**Selection**
----------------------------------------
Robert Beck/Robert Buck: Artist Talk and Screening

Robert Beck/Robert Buck: Artist Talk and Screening

EAI is pleased to present an evening focused on the moving image work of Robert Beck/Buck, whose approach to art-making merges cinematic, televisual, and visual art aesthetics and strategies to singular effect. Alongside a selection of his video art works, the evening will feature Beck’s nearly year-long conceptual broadcast project, The Space Program (1985-86), an early, largely unconsidered work in the artist’s career – here screened publicly for the first time since its original broadcast late night on Manhattan Cable Television. Buck will introduce the program, and be in conversation following the screening.

Buck, who changed his father’s name as a work, or act, of art in 2008, was integrally involved in EAI from the 1980s to the early 2000s, in roles including Technical Director and Chief Editor. This event will launch EAI’s distribution of Beck/Buck’s video work.

Tuesday, May 16, 2017

Electronic Arts Intermix (EAI)
535 West 22nd Street, 5th Fl.
New York, NY 10011

Admission $7, Students $5
Free for EAI Members


Robert Buck is most known for his 2D, sculptural, and installation work, and for his precise use of materials, ranging from traditional art supplies to such non-art materials as mortician’s wax, latent fingerprint ink, and gunpowder. His attention to the viewer’s experience of his art, and his privileging of unexpected interpretations, is the heritage of an eclectic list of influences, including Marcel Duchamp and Cady Noland, Robert Bresson and George Romero, film theorist Carol Clover and novelist Cormac McCarthy, the true-crime genre, the teachings of Jacques Lacan, and forensic science.

Buck’s use of “the cut,” a film editing gesture that has profoundly influenced Buck’s art practice and self-representation (from Beck to Buck), will be highlighted in the context of his moving image work. Expanding beyond the cinematic trope of the montage, Buck’s approach to the cut considers the associative power of contingent images and events, and is understood to be as much an artistic, as psychological, process.
----------------------------------------
According to the announcement of the artist talk and screening, where was The Space Program originally broadcast?
----------------------------------------
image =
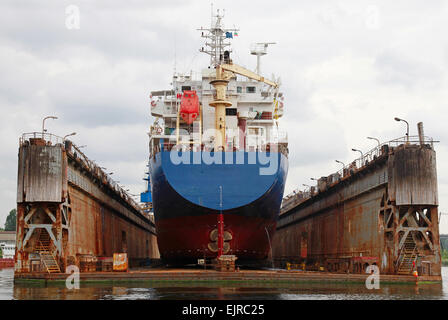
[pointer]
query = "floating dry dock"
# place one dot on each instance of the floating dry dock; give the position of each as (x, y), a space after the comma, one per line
(381, 210)
(204, 276)
(70, 212)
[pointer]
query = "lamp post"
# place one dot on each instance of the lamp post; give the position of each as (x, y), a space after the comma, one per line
(407, 128)
(68, 135)
(377, 140)
(43, 123)
(343, 165)
(356, 150)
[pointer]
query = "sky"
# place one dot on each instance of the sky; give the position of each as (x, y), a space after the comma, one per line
(347, 69)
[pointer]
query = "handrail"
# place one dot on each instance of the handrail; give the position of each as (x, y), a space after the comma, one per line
(52, 139)
(371, 155)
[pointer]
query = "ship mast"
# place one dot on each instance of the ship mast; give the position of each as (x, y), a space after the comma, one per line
(225, 69)
(216, 36)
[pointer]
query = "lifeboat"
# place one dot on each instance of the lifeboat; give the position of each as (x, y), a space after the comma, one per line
(189, 106)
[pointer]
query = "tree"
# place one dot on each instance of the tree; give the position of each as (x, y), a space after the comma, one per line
(10, 224)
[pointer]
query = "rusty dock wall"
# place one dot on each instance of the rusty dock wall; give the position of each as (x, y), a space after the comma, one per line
(382, 210)
(69, 211)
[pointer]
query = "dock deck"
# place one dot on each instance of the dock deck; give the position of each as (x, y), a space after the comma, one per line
(201, 276)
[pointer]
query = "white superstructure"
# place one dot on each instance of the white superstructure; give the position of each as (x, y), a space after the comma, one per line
----------------------------------------
**Exercise solution**
Late at night on Manhattan Cable Television.